Given request:
Write the material out again exactly.
··· Exercise data ···
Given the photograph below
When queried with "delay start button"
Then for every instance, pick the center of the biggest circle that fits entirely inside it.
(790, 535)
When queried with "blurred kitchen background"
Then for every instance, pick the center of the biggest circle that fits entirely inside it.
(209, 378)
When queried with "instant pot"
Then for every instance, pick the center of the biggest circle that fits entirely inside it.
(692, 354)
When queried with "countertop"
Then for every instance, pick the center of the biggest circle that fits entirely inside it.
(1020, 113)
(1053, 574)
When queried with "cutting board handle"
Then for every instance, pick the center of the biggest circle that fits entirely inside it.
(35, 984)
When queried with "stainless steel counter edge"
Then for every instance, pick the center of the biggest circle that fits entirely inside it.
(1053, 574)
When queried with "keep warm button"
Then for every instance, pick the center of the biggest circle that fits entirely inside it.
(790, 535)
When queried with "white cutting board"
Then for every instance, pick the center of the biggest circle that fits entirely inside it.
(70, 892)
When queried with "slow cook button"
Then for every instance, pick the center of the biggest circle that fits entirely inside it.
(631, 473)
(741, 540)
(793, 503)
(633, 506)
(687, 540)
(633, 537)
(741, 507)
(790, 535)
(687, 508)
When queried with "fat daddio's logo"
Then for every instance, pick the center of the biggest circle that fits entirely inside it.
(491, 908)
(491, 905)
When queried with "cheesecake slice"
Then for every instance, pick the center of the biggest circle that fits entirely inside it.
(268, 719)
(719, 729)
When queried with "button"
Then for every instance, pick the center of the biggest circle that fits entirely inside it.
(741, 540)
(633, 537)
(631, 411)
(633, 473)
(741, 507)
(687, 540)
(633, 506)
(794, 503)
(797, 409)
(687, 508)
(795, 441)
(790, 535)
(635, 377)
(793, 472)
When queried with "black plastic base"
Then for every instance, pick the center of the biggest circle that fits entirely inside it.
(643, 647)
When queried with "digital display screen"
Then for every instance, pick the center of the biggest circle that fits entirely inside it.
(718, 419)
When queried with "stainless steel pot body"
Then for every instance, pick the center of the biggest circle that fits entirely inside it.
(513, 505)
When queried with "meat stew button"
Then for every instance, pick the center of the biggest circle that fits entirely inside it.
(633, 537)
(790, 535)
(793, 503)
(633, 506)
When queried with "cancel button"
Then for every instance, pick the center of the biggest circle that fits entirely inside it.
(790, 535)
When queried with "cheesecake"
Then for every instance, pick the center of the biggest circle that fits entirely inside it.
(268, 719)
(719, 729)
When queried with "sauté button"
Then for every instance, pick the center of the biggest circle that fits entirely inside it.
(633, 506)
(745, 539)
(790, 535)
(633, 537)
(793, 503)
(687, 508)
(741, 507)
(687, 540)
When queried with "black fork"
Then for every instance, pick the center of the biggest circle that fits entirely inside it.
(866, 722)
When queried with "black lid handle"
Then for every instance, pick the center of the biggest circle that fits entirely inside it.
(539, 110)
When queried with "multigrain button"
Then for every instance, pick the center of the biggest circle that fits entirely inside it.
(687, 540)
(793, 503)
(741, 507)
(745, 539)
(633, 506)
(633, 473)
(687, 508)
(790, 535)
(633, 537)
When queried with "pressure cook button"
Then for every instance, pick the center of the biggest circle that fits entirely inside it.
···
Solution to this problem:
Given the photograph below
When queried with "delay start button"
Then for every instance, pick the center of the biggest circle that fits entirely inside it.
(790, 535)
When queried with "blurred kitchen background"
Then for every instance, pick the center of the biggest circle that fits entirely inside it.
(209, 378)
When queried with "instant pot"
Then for every instance, pick the center of the biggest circle that fits entirely inside it.
(692, 354)
When queried with "countertop"
Then for every instance, pick the center of the biggest circle that fits entirely inside it.
(1020, 113)
(1053, 574)
When queried with "cutting board handle"
Then for every instance, pick the center of the biggest circle that fits entirely inside it.
(35, 984)
When queried with "stainless steel counter edge"
Then for every instance, pick the center of the biggest circle that fits entirely inside it.
(1053, 574)
When queried with "keep warm button"
Then for every instance, pick the center of the biggest circle that fits entirely inside it.
(790, 535)
When queried with "white cutting board"
Then for every instance, pick the center of the biggest circle that fits entirely inside it.
(70, 892)
When queried with "slow cook button"
Then for every instance, pick the center of the biggest circle that fits entirely inside it.
(631, 473)
(741, 540)
(793, 503)
(633, 506)
(687, 540)
(633, 537)
(741, 507)
(790, 535)
(687, 508)
When queried with "fat daddio's logo"
Then for every instance, pick the center of the biggest circle that fits entirely inside it.
(491, 908)
(491, 905)
When queried with "cheesecake slice"
Then for every instance, pick the center of the biggest circle that fits entirely inside it.
(268, 719)
(719, 729)
When queried with "button"
Then for every instance, pick the center of the biggest circle that fits entirely inside it.
(741, 540)
(633, 537)
(631, 411)
(633, 473)
(741, 507)
(687, 540)
(633, 506)
(794, 503)
(797, 409)
(687, 508)
(795, 441)
(790, 535)
(635, 377)
(793, 472)
When queried with "black plastic base"
Then for every instance, pick the center of the biggest circle that fits entirely inside it.
(643, 647)
When queried with "digital display screen"
Then for every instance, pick the center of the biggest circle that fits entirely inside it.
(718, 419)
When queried with "stainless steel pot body"
Then for every instance, pick the center of the biggest circle that fits entirely inside it.
(513, 505)
When queried with "meat stew button"
Then for every instance, pick the center of the biggest circle that fits entirely inside it.
(633, 537)
(790, 535)
(793, 503)
(633, 506)
When queried with "cancel button"
Then for every instance, pick the center of the biggest circle that fits entirely inside it.
(790, 535)
When queried with "cheesecake"
Then for every instance, pick the center of the biggest circle that fits entirely inside it.
(268, 719)
(719, 729)
When queried with "sauté button"
Then for every instance, pick the center of the biggest circle that fits entirely inside it.
(633, 506)
(745, 539)
(790, 535)
(633, 537)
(793, 503)
(687, 508)
(741, 507)
(687, 540)
When queried with "black fork"
Then for every instance, pick the center of the biggest circle that fits entirely inside it.
(866, 722)
When queried with "black lid handle"
Then for every instance, pick the center of the biggest circle that fits entirely inside it.
(539, 110)
When queried with "multigrain button"
Then for every instance, pick the center of the biggest circle that fits entirely inside it.
(687, 540)
(793, 503)
(741, 507)
(745, 539)
(633, 506)
(633, 473)
(687, 508)
(790, 535)
(633, 537)
When queried with "pressure cook button"
Then for every instance, pick the center of the biggest circle that fits entirely inside it.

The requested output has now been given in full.